**TASK REQUIREMENTS**
Reproduce only the part of the items that opens with the line containing "request = locate the folded" and runs through the end of the items, keeping every line, including the requests and format lines. Change only the answer coordinates: multiply each by 2.5 and round to a whole number, rounding halves up.

— Start of TASK MATERIAL —

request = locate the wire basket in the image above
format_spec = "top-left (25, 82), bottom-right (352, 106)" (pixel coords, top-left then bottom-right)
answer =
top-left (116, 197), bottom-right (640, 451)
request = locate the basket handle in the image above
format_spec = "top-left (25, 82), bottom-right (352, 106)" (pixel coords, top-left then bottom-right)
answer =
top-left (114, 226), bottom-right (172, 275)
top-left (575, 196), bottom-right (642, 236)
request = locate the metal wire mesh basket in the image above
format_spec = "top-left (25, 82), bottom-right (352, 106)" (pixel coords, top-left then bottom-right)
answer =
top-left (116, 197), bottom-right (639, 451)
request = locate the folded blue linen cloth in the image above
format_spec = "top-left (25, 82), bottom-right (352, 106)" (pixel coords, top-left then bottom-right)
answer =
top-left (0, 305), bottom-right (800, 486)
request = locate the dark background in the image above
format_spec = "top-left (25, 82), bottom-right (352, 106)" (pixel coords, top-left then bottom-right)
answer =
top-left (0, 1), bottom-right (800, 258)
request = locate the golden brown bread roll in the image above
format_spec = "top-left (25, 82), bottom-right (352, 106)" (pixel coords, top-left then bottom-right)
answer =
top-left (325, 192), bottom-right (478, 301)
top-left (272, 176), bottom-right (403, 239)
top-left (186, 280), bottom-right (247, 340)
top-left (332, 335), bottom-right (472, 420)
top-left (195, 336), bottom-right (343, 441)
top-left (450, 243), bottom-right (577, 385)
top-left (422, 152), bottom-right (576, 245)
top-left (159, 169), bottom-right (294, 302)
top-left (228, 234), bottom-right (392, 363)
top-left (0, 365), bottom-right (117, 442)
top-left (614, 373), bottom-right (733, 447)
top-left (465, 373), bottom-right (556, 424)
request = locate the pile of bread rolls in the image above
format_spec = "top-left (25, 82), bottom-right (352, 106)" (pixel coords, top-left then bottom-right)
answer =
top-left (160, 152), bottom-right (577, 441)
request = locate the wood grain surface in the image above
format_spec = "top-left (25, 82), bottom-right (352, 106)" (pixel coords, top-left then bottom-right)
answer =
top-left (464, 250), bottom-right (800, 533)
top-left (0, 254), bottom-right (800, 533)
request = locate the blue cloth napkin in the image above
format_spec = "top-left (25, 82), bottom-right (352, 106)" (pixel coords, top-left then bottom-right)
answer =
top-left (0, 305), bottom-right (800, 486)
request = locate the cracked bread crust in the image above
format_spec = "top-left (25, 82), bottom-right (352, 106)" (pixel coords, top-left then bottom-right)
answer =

— End of TASK MATERIAL —

**PROBLEM SOLUTION**
request = locate the folded blue linen cloth in the image above
format_spec = "top-left (25, 82), bottom-right (352, 106)" (pixel coords, top-left then bottom-right)
answer =
top-left (0, 763), bottom-right (2000, 1215)
request = locate the dark background in the image above
format_spec = "top-left (25, 82), bottom-right (352, 106)" (pixel coords, top-left then bottom-right)
answer =
top-left (0, 3), bottom-right (2000, 645)
request = locate the golden brown bread roll in the image above
format_spec = "top-left (25, 82), bottom-right (352, 106)" (pixel coords, top-left then bottom-right)
answer =
top-left (813, 480), bottom-right (1195, 753)
top-left (680, 440), bottom-right (1008, 598)
top-left (465, 700), bottom-right (618, 850)
top-left (830, 838), bottom-right (1180, 1050)
top-left (488, 840), bottom-right (858, 1103)
top-left (1125, 608), bottom-right (1443, 963)
top-left (1055, 380), bottom-right (1440, 613)
top-left (398, 423), bottom-right (735, 755)
top-left (570, 585), bottom-right (980, 908)
top-left (0, 913), bottom-right (293, 1105)
top-left (1535, 933), bottom-right (1833, 1118)
top-left (1163, 933), bottom-right (1390, 1060)
request = locate the pile of bread rolls in the image above
format_spec = "top-left (25, 82), bottom-right (352, 106)" (pixel coords, top-left then bottom-right)
answer =
top-left (400, 380), bottom-right (1443, 1103)
request = locate the wood grain surface in the image above
format_spec = "top-left (25, 82), bottom-right (352, 106)" (pixel coords, top-left then bottom-right)
answer =
top-left (1160, 625), bottom-right (2000, 1333)
top-left (0, 635), bottom-right (2000, 1333)
request = locate the blue cloth napkin in the image above
format_spec = "top-left (25, 82), bottom-right (352, 106)" (pixel coords, top-left then bottom-right)
answer =
top-left (0, 763), bottom-right (2000, 1215)
request = locate the cracked bread crust in the image above
format_spec = "top-left (25, 82), bottom-right (352, 106)" (pixel coords, top-left then bottom-right)
answer =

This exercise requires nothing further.